In the text on old oil stocks, what capitalization is given for the newly consolidated National Consolidated Oil Company?

───── Text provided

Old Oil Stocks – in progress “N” researchers probably will not find lost riches – see Not a Millionaire from Old Oil Stock. The American Oil & Gas Historical Society, which depends on your donations, does not have resources to research of corporate oil histories.
However, AOGHS continues to look into forum queries as part of its energy education mission. Some investigations have revealed little-known stories like Buffalo Bill’s Shoshone Oil Company; many others have found questionable dealings during booms and epidemics of “black gold” fever like Arctic Explorer turns Oil Promoter.
Visit the Stock Certificate Q & A Forum and view company updates regularly added to the A-to-Z listing at Is my Old Oil Stock worth Anything? AOGHS will continue to look into forum queries, including these “in progress.”
Nanticoke Oil Company
Nanticoke Oil Company was incorporated in 1901 — and harshly reviewed in June of that year by United States Investor as being overcapitalized ($500,000) while claiming to have 20 acres in the Sunset district of California. “Whether it owns it in fee simple or by lease, Holleman & Rippey (Nanticoke Oil agents) refuse to state. In fact, they refused to give any information whatsoever about the company,” the publication explained. “We consider the stock a very poor gamble.”
The Los Angeles Herald reported the Nanticoke Oil Company to be “rigging a well” in the McKitterick-Sunset field, but records at the California Department of Oil, Gas, and Geothermal Resources do not indicate the well was ever actually drilled.
In its April 29, 1905, issue, United States Investor affirmed its earlier critical evaluation of the exploration company: “When both Bernalilio and Nanticoke oil companies were brought out, we reported adversely on them and intimated that it was very doubtful if anything would ever come of them. Nothing has been heard of these companies for some time, and the supposition is that they have found their just end – oblivion. The stocks have no market value, and intrinsically they are not believed to be worth more than the paper they are printed on.”
National Consolidated Oil Company
In its August 20, 1921, issue, United States Investor assessed the value of National Consolidated Oil stock, noting “There have been during recent months quotations in the neighborhood of five cents per share.”
The publication reported National Consolidated Oil was combining several companies, including Pleasant Grove Royalty Syndicate, Toyah-Bell Oil, Oklahoma Texas Petroleum Products, Garrison Coal & Oil, Progressive Lease Syndicate, and Manhattan Consolidated Petroleum.
The newly consolidated organization incorporated in Delaware on September 19, 1921, and operated out of Fort Worth, Texas. Capitalization was $10 million. According to Oil Weekly, by March 1922 the company had drilled one dry hole (No. 1 Nussbaum) and was down to 2,960 foot depth on its second well (No. 1 Coleman) near Streetman in Texas’ Freestone County.

──────────
───── Data supplied

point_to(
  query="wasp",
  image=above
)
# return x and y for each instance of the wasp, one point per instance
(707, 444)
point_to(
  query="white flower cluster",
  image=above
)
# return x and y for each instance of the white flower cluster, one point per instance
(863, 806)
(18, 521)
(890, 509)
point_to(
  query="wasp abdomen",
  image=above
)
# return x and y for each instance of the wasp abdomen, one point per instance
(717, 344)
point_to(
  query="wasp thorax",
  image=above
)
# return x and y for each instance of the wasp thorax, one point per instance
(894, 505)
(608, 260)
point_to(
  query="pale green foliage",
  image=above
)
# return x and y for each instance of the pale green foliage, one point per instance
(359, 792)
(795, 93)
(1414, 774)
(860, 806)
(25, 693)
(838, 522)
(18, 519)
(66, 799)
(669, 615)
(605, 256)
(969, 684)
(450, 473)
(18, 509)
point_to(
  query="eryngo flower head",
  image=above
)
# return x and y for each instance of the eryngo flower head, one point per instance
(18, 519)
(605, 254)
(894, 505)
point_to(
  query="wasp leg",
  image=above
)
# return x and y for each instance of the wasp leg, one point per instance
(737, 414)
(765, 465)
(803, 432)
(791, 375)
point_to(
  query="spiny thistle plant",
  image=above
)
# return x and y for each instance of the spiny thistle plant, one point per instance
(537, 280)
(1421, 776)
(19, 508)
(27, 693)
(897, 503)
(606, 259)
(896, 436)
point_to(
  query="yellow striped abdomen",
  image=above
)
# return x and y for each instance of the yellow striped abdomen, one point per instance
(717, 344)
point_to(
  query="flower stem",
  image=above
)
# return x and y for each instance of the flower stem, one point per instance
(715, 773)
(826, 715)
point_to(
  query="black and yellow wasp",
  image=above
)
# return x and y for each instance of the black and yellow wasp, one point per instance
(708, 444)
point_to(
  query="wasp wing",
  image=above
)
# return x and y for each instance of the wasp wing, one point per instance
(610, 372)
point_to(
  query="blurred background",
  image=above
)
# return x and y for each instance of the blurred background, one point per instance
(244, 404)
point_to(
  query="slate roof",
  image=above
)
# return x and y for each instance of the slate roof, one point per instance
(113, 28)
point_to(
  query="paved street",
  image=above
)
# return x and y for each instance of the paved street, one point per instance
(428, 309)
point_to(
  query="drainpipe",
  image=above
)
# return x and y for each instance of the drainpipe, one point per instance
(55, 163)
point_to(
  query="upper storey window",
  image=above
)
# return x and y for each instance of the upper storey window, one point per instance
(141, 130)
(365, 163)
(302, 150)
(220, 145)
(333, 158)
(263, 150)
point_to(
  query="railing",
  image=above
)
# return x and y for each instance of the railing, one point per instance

──────────

• Complete answer: $10 million